WHAT TO WORK ON →
Which lines of the data below contain "magenta"? Please show them all.

Image point grounding data
────────────────────────────────────────

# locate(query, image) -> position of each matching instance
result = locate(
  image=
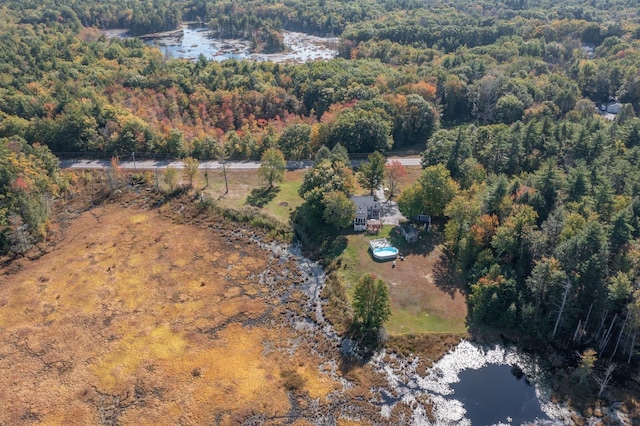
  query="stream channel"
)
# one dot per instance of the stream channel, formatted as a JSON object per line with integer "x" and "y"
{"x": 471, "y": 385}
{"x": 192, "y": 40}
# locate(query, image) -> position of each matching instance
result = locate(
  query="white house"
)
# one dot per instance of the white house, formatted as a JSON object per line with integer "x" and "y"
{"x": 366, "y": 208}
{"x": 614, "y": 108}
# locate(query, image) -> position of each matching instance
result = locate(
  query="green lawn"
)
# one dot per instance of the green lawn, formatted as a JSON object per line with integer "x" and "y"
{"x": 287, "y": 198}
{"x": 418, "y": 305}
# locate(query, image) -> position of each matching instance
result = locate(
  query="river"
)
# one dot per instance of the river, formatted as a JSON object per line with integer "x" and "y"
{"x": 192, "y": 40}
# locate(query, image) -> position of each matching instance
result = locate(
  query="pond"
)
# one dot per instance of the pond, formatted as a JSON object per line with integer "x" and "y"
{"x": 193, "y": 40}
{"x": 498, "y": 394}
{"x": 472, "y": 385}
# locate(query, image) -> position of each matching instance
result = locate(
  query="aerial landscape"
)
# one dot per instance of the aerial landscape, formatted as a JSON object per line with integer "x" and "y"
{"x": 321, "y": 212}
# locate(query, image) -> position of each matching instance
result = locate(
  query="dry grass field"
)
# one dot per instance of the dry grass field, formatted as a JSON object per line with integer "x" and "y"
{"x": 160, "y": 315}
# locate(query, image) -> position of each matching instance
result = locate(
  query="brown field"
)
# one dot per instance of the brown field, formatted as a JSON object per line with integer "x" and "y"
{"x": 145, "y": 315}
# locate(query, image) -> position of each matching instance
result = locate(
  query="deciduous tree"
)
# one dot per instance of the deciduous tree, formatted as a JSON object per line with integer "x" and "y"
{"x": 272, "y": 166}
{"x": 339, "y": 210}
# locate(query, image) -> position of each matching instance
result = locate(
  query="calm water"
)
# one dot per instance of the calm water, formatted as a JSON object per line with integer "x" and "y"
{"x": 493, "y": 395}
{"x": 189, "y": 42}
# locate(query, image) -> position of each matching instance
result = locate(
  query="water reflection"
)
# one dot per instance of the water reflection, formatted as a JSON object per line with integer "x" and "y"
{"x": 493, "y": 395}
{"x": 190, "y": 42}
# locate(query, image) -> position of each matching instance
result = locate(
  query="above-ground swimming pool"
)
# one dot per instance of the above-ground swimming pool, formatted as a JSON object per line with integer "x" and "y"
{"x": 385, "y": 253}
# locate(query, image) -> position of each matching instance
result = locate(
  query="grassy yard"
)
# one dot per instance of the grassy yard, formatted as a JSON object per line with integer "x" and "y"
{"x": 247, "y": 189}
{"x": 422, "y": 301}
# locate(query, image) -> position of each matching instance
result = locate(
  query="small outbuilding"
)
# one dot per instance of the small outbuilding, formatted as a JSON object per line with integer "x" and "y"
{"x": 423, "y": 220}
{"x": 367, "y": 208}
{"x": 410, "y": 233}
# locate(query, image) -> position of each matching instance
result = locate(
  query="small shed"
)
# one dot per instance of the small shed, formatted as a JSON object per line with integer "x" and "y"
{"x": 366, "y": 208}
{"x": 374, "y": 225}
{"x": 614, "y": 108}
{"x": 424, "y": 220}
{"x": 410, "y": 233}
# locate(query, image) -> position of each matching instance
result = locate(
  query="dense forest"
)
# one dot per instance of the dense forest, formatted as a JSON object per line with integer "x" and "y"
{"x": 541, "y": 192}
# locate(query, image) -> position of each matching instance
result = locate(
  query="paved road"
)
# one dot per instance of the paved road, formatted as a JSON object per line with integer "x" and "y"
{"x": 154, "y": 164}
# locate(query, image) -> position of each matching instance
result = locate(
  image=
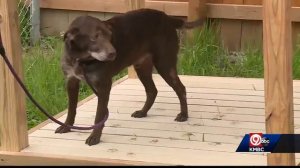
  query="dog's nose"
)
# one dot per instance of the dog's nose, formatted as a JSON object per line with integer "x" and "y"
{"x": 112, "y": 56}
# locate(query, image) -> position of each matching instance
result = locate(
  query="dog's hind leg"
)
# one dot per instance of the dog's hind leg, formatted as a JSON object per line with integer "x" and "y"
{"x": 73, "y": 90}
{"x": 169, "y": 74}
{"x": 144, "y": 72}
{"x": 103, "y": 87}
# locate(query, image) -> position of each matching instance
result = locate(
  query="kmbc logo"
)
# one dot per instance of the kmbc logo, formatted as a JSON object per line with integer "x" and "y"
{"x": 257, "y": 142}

────────────────────────────────────────

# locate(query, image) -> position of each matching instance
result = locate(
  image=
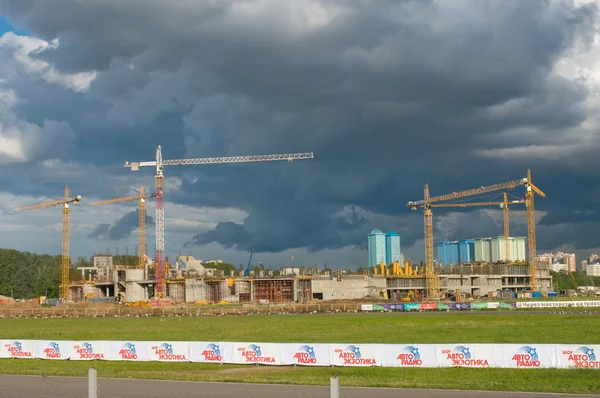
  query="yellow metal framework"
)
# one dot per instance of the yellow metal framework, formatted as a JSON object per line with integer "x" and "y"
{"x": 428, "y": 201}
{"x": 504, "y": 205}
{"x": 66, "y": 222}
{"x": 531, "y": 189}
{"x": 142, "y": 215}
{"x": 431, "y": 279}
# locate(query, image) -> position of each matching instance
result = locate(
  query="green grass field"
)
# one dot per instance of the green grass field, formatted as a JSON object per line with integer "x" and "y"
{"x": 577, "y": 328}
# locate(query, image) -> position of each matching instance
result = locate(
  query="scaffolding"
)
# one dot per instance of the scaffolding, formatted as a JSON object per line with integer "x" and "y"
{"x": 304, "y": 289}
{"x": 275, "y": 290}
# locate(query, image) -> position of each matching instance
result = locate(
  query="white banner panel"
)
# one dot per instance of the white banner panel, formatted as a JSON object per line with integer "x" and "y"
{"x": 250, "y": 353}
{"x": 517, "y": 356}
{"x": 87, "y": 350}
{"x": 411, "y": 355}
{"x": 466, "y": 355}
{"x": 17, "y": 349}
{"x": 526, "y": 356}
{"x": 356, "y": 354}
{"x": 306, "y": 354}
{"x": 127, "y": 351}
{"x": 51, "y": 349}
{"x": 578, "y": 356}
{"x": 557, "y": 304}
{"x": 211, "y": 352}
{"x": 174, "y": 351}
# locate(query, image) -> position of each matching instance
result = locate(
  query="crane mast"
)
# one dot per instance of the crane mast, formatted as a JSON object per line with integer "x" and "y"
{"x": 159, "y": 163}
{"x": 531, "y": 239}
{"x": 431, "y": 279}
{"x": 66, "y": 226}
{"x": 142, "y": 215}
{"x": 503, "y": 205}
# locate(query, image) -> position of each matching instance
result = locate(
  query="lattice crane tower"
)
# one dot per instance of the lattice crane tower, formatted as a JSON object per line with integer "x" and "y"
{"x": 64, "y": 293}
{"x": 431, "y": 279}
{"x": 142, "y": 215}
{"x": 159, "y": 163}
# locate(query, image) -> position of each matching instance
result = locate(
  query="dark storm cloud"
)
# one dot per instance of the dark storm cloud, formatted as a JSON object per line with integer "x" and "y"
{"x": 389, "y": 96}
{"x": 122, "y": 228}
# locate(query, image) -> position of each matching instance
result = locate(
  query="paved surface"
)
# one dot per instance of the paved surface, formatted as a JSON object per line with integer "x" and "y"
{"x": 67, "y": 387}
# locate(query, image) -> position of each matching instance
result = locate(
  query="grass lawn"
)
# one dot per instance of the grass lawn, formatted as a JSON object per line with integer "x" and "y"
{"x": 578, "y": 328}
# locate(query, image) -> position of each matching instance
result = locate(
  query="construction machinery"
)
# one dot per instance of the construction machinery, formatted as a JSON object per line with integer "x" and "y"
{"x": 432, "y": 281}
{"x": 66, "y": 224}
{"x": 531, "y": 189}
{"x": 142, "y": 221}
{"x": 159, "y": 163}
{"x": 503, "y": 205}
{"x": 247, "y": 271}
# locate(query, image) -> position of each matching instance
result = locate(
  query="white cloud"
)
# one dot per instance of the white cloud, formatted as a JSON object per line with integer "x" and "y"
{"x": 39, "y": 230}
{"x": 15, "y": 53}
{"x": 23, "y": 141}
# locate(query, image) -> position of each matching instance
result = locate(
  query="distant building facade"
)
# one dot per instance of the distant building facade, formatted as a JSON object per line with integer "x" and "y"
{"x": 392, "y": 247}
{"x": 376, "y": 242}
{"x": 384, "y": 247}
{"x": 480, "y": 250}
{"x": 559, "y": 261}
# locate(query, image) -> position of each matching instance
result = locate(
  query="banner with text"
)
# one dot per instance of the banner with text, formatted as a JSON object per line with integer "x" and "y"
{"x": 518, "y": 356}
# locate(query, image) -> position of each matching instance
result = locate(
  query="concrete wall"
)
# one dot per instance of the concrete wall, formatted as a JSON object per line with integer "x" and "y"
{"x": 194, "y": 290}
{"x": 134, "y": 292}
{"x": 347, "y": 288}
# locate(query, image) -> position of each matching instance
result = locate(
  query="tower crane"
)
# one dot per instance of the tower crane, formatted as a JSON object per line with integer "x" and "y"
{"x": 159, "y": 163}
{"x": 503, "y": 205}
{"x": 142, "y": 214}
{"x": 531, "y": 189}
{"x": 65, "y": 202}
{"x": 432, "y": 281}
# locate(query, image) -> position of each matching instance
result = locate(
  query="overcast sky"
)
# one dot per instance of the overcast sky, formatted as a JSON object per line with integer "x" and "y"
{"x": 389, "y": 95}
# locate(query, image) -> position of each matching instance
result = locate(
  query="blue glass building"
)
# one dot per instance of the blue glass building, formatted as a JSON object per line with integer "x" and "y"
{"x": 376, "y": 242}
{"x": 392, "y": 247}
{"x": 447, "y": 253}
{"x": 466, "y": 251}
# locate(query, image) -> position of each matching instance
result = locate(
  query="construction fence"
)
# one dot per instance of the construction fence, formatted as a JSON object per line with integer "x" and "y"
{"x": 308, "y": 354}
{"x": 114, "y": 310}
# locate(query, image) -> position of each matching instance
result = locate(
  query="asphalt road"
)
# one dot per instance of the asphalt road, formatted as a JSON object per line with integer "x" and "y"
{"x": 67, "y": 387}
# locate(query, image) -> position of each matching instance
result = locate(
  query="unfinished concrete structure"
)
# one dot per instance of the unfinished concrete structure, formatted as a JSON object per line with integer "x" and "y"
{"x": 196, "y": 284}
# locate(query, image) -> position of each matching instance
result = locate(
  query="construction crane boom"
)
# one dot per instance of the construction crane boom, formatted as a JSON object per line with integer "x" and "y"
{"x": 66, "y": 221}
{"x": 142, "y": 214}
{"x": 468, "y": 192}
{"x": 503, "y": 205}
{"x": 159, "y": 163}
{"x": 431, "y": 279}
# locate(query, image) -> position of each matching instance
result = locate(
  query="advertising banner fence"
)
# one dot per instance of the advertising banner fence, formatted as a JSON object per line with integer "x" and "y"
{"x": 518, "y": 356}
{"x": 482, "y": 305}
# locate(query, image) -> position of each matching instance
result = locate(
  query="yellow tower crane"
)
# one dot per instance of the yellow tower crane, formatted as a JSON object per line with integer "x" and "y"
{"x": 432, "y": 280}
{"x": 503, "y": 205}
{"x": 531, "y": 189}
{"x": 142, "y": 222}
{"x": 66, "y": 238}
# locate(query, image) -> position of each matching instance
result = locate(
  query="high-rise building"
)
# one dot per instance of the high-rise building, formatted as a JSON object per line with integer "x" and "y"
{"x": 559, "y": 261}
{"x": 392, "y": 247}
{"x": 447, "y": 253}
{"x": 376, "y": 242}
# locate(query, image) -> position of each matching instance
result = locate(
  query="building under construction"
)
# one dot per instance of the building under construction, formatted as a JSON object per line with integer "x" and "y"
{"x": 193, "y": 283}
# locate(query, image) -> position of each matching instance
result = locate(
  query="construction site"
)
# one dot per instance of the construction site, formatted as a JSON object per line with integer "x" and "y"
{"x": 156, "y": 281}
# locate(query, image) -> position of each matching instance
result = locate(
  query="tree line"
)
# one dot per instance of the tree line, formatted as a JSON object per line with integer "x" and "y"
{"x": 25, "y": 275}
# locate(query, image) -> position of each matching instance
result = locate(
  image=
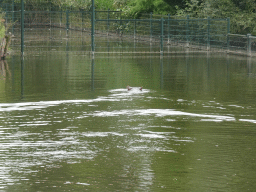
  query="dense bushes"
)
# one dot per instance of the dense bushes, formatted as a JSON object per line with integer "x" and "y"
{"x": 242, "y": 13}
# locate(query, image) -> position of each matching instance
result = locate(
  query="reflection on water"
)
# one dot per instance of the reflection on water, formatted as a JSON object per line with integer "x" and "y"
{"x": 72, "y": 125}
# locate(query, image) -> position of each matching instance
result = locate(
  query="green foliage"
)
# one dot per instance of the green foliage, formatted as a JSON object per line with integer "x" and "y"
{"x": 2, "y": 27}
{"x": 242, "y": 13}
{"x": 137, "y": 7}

────────────────────────────────────────

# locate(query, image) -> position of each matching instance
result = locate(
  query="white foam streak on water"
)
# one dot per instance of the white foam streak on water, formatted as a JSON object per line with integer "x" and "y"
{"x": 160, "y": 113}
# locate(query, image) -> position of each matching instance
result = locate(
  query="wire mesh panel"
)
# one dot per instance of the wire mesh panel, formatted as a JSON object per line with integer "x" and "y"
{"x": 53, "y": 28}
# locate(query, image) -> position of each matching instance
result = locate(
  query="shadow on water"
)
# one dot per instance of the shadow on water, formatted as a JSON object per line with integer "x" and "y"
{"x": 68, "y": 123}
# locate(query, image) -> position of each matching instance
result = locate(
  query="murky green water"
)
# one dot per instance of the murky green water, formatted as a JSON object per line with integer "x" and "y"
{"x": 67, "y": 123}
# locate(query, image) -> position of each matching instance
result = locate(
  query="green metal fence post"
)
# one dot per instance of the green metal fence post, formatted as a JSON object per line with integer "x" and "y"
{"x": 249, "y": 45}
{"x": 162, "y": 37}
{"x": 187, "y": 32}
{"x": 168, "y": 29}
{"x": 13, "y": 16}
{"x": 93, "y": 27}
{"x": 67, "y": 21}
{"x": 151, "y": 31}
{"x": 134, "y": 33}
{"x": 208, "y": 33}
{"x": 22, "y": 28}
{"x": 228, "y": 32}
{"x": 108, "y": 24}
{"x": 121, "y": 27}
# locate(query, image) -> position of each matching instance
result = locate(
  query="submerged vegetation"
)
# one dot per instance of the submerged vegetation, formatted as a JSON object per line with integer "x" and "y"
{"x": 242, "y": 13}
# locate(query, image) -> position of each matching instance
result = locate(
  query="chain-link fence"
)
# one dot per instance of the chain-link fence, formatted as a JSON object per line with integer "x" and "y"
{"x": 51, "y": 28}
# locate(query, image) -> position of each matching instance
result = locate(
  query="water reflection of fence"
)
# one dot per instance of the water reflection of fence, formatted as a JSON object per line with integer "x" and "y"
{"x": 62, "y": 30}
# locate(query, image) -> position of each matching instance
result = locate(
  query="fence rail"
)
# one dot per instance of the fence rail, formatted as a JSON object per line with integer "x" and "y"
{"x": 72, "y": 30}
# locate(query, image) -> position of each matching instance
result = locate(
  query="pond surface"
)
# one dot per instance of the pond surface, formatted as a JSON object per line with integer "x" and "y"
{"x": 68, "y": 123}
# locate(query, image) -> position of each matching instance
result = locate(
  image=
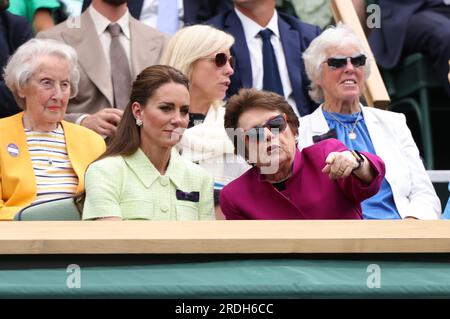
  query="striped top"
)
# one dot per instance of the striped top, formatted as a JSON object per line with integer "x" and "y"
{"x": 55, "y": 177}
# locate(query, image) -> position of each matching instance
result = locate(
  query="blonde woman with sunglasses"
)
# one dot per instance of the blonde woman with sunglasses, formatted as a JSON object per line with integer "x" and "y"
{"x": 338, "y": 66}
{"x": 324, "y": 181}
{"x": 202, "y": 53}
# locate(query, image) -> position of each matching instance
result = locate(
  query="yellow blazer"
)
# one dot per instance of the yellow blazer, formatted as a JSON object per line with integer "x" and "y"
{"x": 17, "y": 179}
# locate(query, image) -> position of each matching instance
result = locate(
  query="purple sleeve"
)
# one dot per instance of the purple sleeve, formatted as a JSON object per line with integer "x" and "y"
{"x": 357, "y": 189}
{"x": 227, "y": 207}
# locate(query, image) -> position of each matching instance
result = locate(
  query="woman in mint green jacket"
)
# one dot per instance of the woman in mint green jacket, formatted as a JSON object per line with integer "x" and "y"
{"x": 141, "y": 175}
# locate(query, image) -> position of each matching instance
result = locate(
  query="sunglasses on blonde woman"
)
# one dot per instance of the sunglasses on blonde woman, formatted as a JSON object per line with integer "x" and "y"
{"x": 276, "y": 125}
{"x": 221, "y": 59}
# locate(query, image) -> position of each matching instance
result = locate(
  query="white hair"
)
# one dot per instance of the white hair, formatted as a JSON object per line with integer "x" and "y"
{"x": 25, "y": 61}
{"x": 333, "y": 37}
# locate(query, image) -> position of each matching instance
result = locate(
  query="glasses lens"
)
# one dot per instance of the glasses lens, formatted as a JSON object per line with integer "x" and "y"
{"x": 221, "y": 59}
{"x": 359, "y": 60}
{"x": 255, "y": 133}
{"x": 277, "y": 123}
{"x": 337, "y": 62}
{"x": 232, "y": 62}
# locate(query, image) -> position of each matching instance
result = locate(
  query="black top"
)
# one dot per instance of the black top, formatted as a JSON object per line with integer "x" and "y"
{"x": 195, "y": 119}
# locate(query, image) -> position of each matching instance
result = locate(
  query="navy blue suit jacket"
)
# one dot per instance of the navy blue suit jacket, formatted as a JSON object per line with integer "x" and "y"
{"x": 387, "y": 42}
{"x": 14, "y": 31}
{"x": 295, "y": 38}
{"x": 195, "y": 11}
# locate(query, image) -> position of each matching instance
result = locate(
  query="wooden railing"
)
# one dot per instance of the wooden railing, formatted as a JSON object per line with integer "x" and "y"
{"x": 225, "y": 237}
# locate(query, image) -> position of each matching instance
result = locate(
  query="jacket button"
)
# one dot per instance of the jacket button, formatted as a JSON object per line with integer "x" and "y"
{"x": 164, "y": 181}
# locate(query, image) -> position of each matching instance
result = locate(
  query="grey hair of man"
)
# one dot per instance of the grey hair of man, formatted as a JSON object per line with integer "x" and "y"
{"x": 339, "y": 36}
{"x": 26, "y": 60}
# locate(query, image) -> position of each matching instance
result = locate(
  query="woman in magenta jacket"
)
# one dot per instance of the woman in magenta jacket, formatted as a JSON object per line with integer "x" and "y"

────────────────────────────────────────

EXERCISE RESULT →
  query="woman in magenta jacket"
# one dot per instance of the woman in magenta jacket, formatted as a JSON object per line with integer "x" and "y"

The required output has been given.